> **PROVIDED DATA**
◆ ◆ ◆ ◆
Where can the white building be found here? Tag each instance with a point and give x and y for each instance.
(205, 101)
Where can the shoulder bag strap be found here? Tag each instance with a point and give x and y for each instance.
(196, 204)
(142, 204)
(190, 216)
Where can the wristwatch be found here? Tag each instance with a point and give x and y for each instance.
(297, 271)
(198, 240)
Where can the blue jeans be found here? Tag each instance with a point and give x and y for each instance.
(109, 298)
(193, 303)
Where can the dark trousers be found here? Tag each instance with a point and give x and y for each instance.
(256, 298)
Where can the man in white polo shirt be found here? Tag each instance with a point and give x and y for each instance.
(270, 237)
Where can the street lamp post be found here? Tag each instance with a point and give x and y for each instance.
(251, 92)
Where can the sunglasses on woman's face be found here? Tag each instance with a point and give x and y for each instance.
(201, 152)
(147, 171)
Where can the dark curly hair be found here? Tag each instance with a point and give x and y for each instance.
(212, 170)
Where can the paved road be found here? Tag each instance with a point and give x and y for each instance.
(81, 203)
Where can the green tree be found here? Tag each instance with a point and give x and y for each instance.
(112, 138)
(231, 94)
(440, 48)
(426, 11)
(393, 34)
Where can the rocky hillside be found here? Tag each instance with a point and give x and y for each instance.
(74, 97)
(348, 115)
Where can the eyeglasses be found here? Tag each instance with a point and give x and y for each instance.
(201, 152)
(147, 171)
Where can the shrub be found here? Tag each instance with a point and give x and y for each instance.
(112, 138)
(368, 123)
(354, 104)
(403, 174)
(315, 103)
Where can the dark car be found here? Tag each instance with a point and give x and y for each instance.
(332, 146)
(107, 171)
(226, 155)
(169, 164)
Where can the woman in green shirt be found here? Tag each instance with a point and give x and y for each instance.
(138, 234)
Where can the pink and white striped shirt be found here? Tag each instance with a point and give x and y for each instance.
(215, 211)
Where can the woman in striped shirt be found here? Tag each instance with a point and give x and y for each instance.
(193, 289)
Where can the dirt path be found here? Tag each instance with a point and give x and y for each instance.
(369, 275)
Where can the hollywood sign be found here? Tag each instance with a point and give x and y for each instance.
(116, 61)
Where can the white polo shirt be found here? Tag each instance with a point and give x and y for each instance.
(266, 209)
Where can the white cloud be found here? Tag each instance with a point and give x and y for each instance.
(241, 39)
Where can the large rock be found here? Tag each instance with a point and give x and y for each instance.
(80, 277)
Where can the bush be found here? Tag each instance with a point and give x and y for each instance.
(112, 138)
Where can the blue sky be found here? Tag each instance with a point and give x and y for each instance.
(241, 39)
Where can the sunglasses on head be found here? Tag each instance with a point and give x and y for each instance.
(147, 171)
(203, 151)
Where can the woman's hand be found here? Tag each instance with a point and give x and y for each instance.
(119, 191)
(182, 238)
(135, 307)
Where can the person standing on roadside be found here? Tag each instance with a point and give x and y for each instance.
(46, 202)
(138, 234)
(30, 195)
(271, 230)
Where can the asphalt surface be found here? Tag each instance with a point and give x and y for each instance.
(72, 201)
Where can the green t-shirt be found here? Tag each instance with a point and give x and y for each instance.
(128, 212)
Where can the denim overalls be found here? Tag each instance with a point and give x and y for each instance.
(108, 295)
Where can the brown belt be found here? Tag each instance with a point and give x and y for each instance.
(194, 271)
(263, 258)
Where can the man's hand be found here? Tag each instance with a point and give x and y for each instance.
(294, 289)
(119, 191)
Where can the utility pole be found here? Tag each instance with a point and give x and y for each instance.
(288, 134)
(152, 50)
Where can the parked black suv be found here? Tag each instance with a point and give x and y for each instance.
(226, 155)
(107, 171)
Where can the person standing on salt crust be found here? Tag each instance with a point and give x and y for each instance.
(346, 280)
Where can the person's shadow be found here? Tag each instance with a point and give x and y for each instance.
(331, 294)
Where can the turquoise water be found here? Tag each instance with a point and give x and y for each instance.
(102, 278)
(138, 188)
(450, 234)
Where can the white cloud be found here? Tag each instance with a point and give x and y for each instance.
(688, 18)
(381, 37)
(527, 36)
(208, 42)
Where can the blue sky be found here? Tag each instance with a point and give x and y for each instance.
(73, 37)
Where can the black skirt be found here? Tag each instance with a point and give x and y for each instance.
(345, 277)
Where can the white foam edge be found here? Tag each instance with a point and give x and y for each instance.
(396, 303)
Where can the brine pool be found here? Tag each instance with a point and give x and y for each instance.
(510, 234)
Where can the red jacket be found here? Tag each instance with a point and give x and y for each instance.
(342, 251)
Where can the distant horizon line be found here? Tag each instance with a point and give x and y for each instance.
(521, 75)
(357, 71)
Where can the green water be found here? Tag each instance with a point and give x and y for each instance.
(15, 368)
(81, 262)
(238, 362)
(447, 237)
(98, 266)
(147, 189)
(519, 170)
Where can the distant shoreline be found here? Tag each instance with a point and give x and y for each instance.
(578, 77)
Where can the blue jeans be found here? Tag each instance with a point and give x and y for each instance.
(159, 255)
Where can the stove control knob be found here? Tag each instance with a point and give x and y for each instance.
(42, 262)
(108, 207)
◆ ◆ ◆ ◆
Restate each entry exactly, skipping none.

Where can the white building be found here? Tag each instance with a point and give x and y for each instance.
(205, 101)
Where can the shoulder bag strap be found here? Tag each instance with a point and give x and y for each instance.
(196, 204)
(142, 204)
(190, 216)
Where can the wristwatch be found here? Tag each instance with a point and give x and y for each instance.
(297, 271)
(198, 240)
Where can the blue jeans be found here? Tag each instance with a point and give x and y for each instance.
(109, 298)
(193, 303)
Where can the dark trousers be found here? Tag each instance with a point and give x and y for each instance.
(256, 298)
Where can the man in white polo shirt be found here? Tag each instance with a point and give x and y for each instance.
(270, 237)
Where can the street lamp post be found here? Tag each instance with a point and give x and y for each instance.
(251, 92)
Where can the sunglasses on woman's face be found here? Tag each instance with a point and give x and y for each instance.
(201, 152)
(147, 171)
Where can the dark curly hair be found here? Tag each instance with a point and give x and y for each instance.
(212, 170)
Where can the paved road be found here? Tag each instance with a point and give x and y for each instance.
(81, 203)
Where can the green tree be found here? Tag each instance with a point and give x and y for each instance.
(112, 138)
(231, 94)
(440, 48)
(426, 11)
(393, 34)
Where can the rocky hillside be found here? Tag each instance with a point and give x and y for each instance.
(74, 97)
(348, 115)
Where can the eyeglasses be found here? Tag each instance with a point and give x and y for each instance.
(201, 152)
(147, 171)
Where can the shrub be found here? Tag each instance with a point and give x and y for each instance.
(112, 138)
(368, 123)
(354, 104)
(403, 174)
(315, 103)
Where can the dark car be found here? Tag each instance with a point and give x and y for each instance.
(332, 146)
(107, 171)
(226, 155)
(169, 164)
Where can the woman in green shirt be found here? Tag each instance with a point and give x and y for each instance.
(138, 234)
Where can the pink and white striped shirt be found here? Tag each instance with a point and give x and y for each instance.
(215, 211)
Where can the woman in striped shirt be found here? Tag each instance with a point and give x and y for each instance.
(193, 289)
Where can the dirt path be found here? Tag each instance with a point and give x and y for each instance.
(369, 275)
Where can the hollywood sign be found here? Tag each instance with a point and give x and y for each instance.
(116, 61)
Where can the white polo shirt be found here? Tag each instance with a point and give x and y for each instance.
(266, 209)
Where can the white cloud be found here? Tag each instance with a point and give x and y for each instance.
(241, 39)
Where can the large rock be found here? Tag each instance with a point and give x and y for each instance.
(80, 277)
Where can the bush be found here? Tag each instance with a point and give x and y for each instance.
(112, 138)
Where can the blue sky be found here? Tag each instance with a point and give x and y for each instance.
(241, 39)
Where can the sunglasses on head be found here? Tag each instance with a point and give x and y for each instance.
(147, 171)
(203, 151)
Where can the woman's hand be found here? Tag each instance with a point and give x and y for each instance.
(119, 191)
(182, 238)
(135, 307)
Where can the person standing on roadside be found here? Tag each instance with a point and give x and y for each instance.
(46, 202)
(138, 234)
(30, 195)
(271, 230)
Where can the asphalt surface be found here? Tag each instance with a point and give x and y for each instance.
(72, 201)
Where can the green t-shirt be found here? Tag each instance with a point and give x and y for each instance.
(128, 212)
Where can the denim overalls be found here? Tag each instance with a point and give x and y for each instance.
(108, 295)
Where can the brown belt be found here? Tag each instance with a point and give x and y for each instance.
(194, 271)
(263, 258)
Where can the man's hand be found here? Tag each instance with a point and give x and y for each instance.
(294, 289)
(119, 191)
Where can the utility pole be found here? Tag each instance with a point and give x and y for each instance.
(288, 134)
(152, 50)
Where can the parked black suv be found here? Tag each instance with a point and give x and y for each instance.
(226, 155)
(107, 171)
Where can the person standing on salt crust be found here? Tag each instance with a point and give x and y for each instance.
(346, 280)
Where can the person's shadow be found here? Tag each instance with a point and give x and y for each instance.
(331, 294)
Where can the turquoise water be found here? Tag each instance with a point and give x and y for each instance.
(102, 278)
(138, 188)
(450, 234)
Where can the white cloud be found here? Tag each instance with a point and give x and y for each instance.
(688, 18)
(381, 37)
(527, 36)
(208, 42)
Where can the blue sky be found here? Tag each instance with a point and give x and y for each instance.
(73, 37)
Where can the black skirt be found here? Tag each instance with a point and give x and y for each instance.
(345, 277)
Where can the white foam edge be found here? Tag each instance with a point and give x and y for each instance.
(396, 303)
Where can the brine pool be found here? Tag each instance with a point and give x and y for each instance.
(510, 234)
Where can the red jacket be found here? Tag each instance with a point and give x and y for each instance.
(342, 251)
Where can the distant horizon line be found here? Tag each instance with a point and give x and y for each instance.
(521, 75)
(357, 71)
Where can the green water be found here? Tag each instance with a point and give x and y for each instance.
(15, 368)
(81, 262)
(238, 362)
(447, 237)
(98, 266)
(147, 189)
(519, 170)
Where can the distant shoreline be found here? Tag each instance with a point and give x and y for each instance.
(578, 77)
Where can the blue jeans be found here? Tag each instance with a point and give x and y for each instance.
(159, 255)
Where can the stove control knob be found here? Tag each instance with a point and give x and y for each instance.
(42, 262)
(108, 207)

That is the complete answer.